Passage to read
== == ==
Sadly, my efforts over the pond on behalf of the Democrat candidate for President received a resounding rebuff and, as we all now know, former President Trump is on his way back to the White House.

The world will have to live with him for four years, and global reactions have been interesting, to say the least!

There’s a certain school of thought that thinks a period of complete unpredictability might actually be a good thing.

If Trump stands for one thing it is to tear up the rule book and to strike off in new directions without warning and often without any logical progression.

Certainly, his cabinet appointments have caused many pearls to be clutched in Islington and where dinner parties are held the conversation turns to the perceived imminence of horror.

He has promised to end the Russian war on Ukraine on day one of his new term.

I don’t see how this is possible but can imagine him telling President Zelensky that all financial and military aid ends unless he enters talks with President Putin. These talks can only lead in one direction. The permanent transfer of the Donbas to Russia and the permanence of the occupation of Crimea.

Would Ukraine accept these terms? Certainly not but they may be forced into something along those lines.

Putin would lose nothing and be emboldened to turn the tattered remnants of his once vast army in the direction of Moldova and then northwest to the Baltic states.

Donald Trump may well end the war in Ukraine, but he would be greenlighting new wars all along the western Russian border.

Any person with a knowledge of diplomacy or military tactics knows that for any negotiation to succeed there must be gain on both sides and unless the conditions are those of abject and total surrender then each must have something to sell to the people at home.
== == ==
Supplied data

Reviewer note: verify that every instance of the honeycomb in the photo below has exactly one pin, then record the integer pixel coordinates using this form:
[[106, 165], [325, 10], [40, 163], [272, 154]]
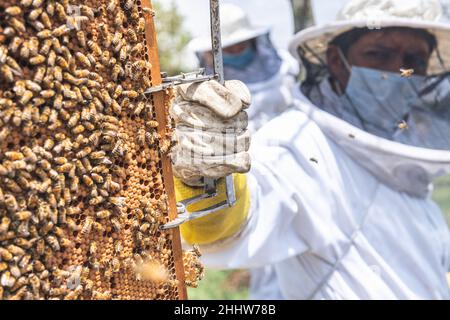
== == ==
Exercise set
**a.** Answer these from the piece on Trump and the war in Ukraine:
(i) For how many years does the piece say the world will have to live with him?
(ii) By when has he promised to end the Russian war on Ukraine?
(iii) Toward which places does the piece say Putin would turn his army?
**b.** Carry the piece on Trump and the war in Ukraine further, picking up after its final sentence.

Expected responses
**a.**
(i) Four years.
(ii) On day one of his new term.
(iii) Moldova, and then northwest to the Baltic states.

**b.**
I just cannot see what Putin could give – only what he could take.

To say that Trump in diplomat mode will be interesting is an understatement and his actions will have real consequences for all of Europe so let us fervently hope that his bull-in-a-China shop approach to negotiation can be reined in and not cause a conflagration that could spread far and western wide.

I appreciate that the most likely outcome of the Russian invasion is a bloody stalemate with the youth of both countries lost for a generation and the lifeblood of a nation poured away for no good reason.

President-elect Trump has also promised what many think to be the utterly impossible – peace between Israel and Palestine. You will have to give him a fair following wind but his highly provocative actions the first time around in moving the American embassy from Tel Aviv to Jerusalem will not reassure those elements of Palestinian society who are not in thrall to Hamas, Hezbollah, and their Iranian paymasters.

He has not yet spoken on the subject of Sudan but that can only be a matter of time and again any humanitarian will wish him whatever success is possible in that civil war which is incomprehensible to the outside world and genocidal to the people of that tragic country.

Which brings us to the big one: China.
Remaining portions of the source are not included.